(Saved data entries)
____

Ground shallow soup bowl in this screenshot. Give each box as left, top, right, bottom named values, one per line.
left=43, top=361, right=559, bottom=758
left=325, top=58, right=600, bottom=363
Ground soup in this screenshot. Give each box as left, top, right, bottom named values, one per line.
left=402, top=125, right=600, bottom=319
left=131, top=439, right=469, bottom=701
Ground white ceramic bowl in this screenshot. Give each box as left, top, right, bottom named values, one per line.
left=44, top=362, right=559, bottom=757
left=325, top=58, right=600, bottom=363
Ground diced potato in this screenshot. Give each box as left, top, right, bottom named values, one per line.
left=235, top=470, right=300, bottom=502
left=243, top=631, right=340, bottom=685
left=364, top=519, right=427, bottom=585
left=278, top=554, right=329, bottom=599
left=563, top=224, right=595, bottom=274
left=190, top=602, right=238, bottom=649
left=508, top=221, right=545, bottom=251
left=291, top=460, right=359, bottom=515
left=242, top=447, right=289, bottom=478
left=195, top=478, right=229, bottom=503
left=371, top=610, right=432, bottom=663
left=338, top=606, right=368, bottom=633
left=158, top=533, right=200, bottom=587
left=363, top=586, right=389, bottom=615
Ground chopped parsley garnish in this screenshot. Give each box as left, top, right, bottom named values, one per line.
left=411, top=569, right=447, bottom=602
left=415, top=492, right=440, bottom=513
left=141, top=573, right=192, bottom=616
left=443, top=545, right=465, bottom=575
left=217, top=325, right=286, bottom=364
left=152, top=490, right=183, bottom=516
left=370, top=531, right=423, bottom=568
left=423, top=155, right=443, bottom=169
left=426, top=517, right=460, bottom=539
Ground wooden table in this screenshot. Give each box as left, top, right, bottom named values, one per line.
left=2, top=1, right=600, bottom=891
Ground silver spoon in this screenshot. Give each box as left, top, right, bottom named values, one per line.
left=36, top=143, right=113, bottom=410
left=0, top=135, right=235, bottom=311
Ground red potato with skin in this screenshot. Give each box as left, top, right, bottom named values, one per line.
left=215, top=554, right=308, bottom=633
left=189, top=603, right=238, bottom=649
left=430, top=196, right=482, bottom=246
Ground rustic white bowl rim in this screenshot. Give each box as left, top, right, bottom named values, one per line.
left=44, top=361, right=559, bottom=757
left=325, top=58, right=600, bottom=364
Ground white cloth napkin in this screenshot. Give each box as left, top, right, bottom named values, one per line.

____

▸ Task to complete: Each record above should be set down again in its exact wording.

▸ Solution to this task:
Ground shallow soup bowl in this screenshot. Give each box as left, top, right, bottom named values, one per line.
left=43, top=361, right=559, bottom=758
left=325, top=58, right=600, bottom=363
Ground soup in this screenshot. Give each box as left, top, right, bottom named values, one per line.
left=402, top=125, right=600, bottom=319
left=131, top=439, right=469, bottom=701
Ground white ceramic bowl in this screenshot. Give each box as left, top, right, bottom named values, one per line.
left=44, top=362, right=559, bottom=757
left=325, top=58, right=600, bottom=363
Ground diced potato in this screenshot. Give each box as left, top, right, bottom named values, one per line.
left=235, top=470, right=300, bottom=502
left=243, top=631, right=340, bottom=685
left=364, top=519, right=427, bottom=585
left=278, top=554, right=329, bottom=599
left=563, top=224, right=595, bottom=274
left=190, top=602, right=238, bottom=649
left=508, top=221, right=545, bottom=251
left=291, top=460, right=359, bottom=515
left=242, top=447, right=289, bottom=478
left=195, top=478, right=229, bottom=503
left=371, top=610, right=432, bottom=663
left=338, top=606, right=368, bottom=633
left=158, top=533, right=200, bottom=587
left=363, top=586, right=389, bottom=615
Ground chopped parsley garnish in this screenshot. Give each box as left, top, right, bottom named values, one per line.
left=411, top=569, right=447, bottom=602
left=415, top=492, right=440, bottom=513
left=141, top=573, right=192, bottom=616
left=443, top=545, right=465, bottom=575
left=217, top=325, right=286, bottom=364
left=152, top=490, right=183, bottom=516
left=370, top=531, right=423, bottom=568
left=423, top=155, right=443, bottom=169
left=426, top=517, right=460, bottom=539
Ground wooden table in this screenshot. Give each box as left, top, right, bottom named values, one per line.
left=2, top=1, right=600, bottom=891
Ground silver spoon in this screenshot. Give each box as left, top, right, bottom named values, one per line.
left=36, top=143, right=113, bottom=410
left=0, top=135, right=235, bottom=311
Ground red potato with skin in this screenshot. Give each box as left, top, right, bottom named values, one per line.
left=215, top=554, right=308, bottom=633
left=189, top=603, right=238, bottom=649
left=430, top=196, right=482, bottom=246
Ground rustic white bowl rim in this screenshot. Give each box as left, top, right, bottom named values, one per line.
left=44, top=361, right=559, bottom=757
left=325, top=58, right=600, bottom=364
Ground white cloth napkin in this screenshot. Give each box as left, top, right, bottom named values, one per line.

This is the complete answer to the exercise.